• [TÂCHE 1]
Filtrez la liste ci-dessous en recopiant chaque ligne qui contient la chaîne "http". La casse compte.

• [EXTRAIT]
╔══
En effet, c'est une preuve qu'il n'y a pas de concurrence. Normalement, un des acteurs devrait choisir d'investir dans la fibre, pour pouvoir afficher une offre vraiment plus attractive (genre, enfin, 30 mégas symétriques). Cette offre plus attractive doit lui attirer plus de clients, donc en faire perdre aux autres. Qui vont donc se ressaisir et immédiatement investir eux aussi dans la fibre pour essayer de conserver leurs clients. Si les gros opérateurs indiquent qu'ils n'ont pas d'intérêt à investir, alors qu'il y a là un produit véritablement plus attractif pour les clients, c'est qu'ils reconnaissent qu'il y a une entente illicite, un pacte de non-agression.

Ensuite, on notera que la rentabilité de l'investissement n'est pas remise en cause. En effet, les opérateurs ne disent pas à 30 euros par mois, je n'amortirai jamais mon investissement. Un moyen simple de lire ça, c'est de dire que dans un accès ADSL, il y a un tiers de l'abonnement (soit 10 euros TTC par mois, tout de même) pour louer la ligne de cuivre à France Télécom. En supposant que ça coûte 1000 euros de raccorder un abonné en fibre, en 8 ans c'est remboursé. Et une installation fibre est stable pour au moins 20 ans. Donc l'investissement sera couvert. Plus que couvert. Pour 100 euros investi, à terme, il y a 240 euros à récupérer en 20 ans. Et ça alors qu'on sait bien que les coûts de déploiement de la fibre vont aller en s'effondrant, le déploiement devenant plus massif (plus on en fait, moins ça coûte cher à l'unité).

La question n'est donc pas de savoir si c'est rentable (4,47% annuel, sur 20 ans, si on reprend l'hypothèse de 240 euros pour 100 investi et que je ne me trompe pas dans mes calculs). La question est qu'ils voudraient que ce soit hyper rentable. Dit crûment: s'il n'y a pas moyen de se gaver un max, à faire passer un boursier pour un gagne petit, ils ne veulent pas y aller. Si un taux d'intérêt de 4,47% n'intéresse pas le privé, c'est signe qu'il faut que le public s'en mêle. Puisque les opérateurs reconnaissent (en ne le niant pas) que l'investissement serait rentabilisé, mais ne veulent pas y aller, et que tout le monde admet que c'est un véritable enjeu pour le pays, alors on peut investir sur fonds publics, pour un réseau public, puisqu'il sera à moyen terme rentable.
╚══
• [Entrées de données collectées]
╔══
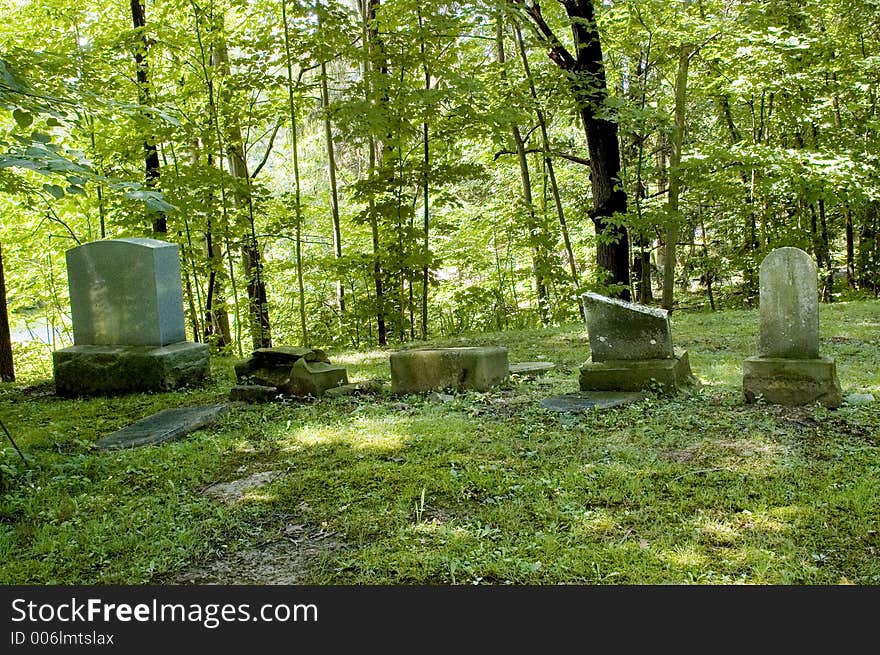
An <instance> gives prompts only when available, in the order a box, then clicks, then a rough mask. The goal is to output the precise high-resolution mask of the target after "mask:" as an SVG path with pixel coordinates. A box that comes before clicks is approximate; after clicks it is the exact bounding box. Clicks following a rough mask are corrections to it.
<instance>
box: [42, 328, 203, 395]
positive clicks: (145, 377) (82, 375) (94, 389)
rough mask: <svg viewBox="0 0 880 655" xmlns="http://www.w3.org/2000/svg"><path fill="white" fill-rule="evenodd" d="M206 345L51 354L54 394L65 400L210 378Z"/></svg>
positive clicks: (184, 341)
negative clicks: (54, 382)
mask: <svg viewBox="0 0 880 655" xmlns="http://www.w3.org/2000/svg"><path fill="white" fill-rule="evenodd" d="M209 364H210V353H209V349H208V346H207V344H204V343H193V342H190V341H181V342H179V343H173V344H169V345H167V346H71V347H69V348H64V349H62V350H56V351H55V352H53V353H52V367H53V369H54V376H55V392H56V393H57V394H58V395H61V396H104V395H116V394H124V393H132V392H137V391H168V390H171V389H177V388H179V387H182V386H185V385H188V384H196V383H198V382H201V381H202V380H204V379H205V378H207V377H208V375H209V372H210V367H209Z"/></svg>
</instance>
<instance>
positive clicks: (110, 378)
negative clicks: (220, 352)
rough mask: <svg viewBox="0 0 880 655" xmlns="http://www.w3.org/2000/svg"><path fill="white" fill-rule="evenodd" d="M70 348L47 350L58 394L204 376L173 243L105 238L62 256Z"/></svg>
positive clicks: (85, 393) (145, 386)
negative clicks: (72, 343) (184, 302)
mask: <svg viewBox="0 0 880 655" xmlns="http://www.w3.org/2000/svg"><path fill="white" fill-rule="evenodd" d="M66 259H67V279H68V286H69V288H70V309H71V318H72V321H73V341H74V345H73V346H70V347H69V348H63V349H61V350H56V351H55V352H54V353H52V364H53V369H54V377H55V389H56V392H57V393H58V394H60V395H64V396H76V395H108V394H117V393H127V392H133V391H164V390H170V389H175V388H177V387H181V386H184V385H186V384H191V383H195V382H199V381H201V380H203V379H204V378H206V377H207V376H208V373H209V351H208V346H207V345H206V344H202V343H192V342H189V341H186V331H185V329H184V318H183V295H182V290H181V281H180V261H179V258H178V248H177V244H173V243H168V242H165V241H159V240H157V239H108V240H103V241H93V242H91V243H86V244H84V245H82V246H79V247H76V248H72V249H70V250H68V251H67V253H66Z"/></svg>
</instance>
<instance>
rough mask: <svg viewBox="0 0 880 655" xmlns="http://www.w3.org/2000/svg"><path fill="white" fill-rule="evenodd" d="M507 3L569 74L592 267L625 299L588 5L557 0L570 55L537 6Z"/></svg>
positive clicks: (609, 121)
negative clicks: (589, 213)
╚══
• [TÂCHE 2]
Relevez, s'il vous plaît, tous les montants distincts exprimés en euros dans l'extrait sur la fibre ci-dessus.

• [RÉSULTAT 1]
rough mask: <svg viewBox="0 0 880 655" xmlns="http://www.w3.org/2000/svg"><path fill="white" fill-rule="evenodd" d="M206 345L51 354L54 394L65 400L210 378Z"/></svg>
mask: <svg viewBox="0 0 880 655" xmlns="http://www.w3.org/2000/svg"><path fill="white" fill-rule="evenodd" d="M209 364H210V353H209V349H208V346H207V344H204V343H193V342H190V341H181V342H179V343H173V344H169V345H167V346H71V347H69V348H64V349H62V350H56V351H55V352H53V353H52V367H53V369H54V376H55V392H56V393H57V394H58V395H61V396H104V395H116V394H124V393H132V392H137V391H168V390H171V389H177V388H179V387H182V386H185V385H188V384H196V383H198V382H201V381H202V380H204V379H205V378H207V377H208V375H209V372H210V367H209Z"/></svg>
rough mask: <svg viewBox="0 0 880 655" xmlns="http://www.w3.org/2000/svg"><path fill="white" fill-rule="evenodd" d="M70 348L47 350L58 394L204 376L173 243L105 238L62 256Z"/></svg>
mask: <svg viewBox="0 0 880 655" xmlns="http://www.w3.org/2000/svg"><path fill="white" fill-rule="evenodd" d="M66 259H67V279H68V286H69V288H70V309H71V318H72V321H73V341H74V345H73V346H70V347H69V348H63V349H61V350H56V351H55V352H54V353H52V364H53V369H54V377H55V389H56V392H57V393H58V394H60V395H64V396H76V395H108V394H117V393H127V392H133V391H164V390H170V389H175V388H177V387H181V386H184V385H186V384H191V383H195V382H199V381H201V380H203V379H204V378H206V377H207V376H208V373H209V351H208V346H207V345H206V344H202V343H192V342H189V341H186V331H185V329H184V318H183V295H182V290H181V281H180V261H179V258H178V248H177V244H173V243H168V242H165V241H159V240H157V239H108V240H103V241H93V242H91V243H86V244H84V245H82V246H79V247H76V248H72V249H70V250H68V251H67V253H66Z"/></svg>
rough mask: <svg viewBox="0 0 880 655" xmlns="http://www.w3.org/2000/svg"><path fill="white" fill-rule="evenodd" d="M507 3L569 74L592 267L625 299L588 5L557 0L570 55L537 6Z"/></svg>

• [RÉSULTAT 2]
- 30 euros
- 10 euros
- 1000 euros
- 100 euros
- 240 euros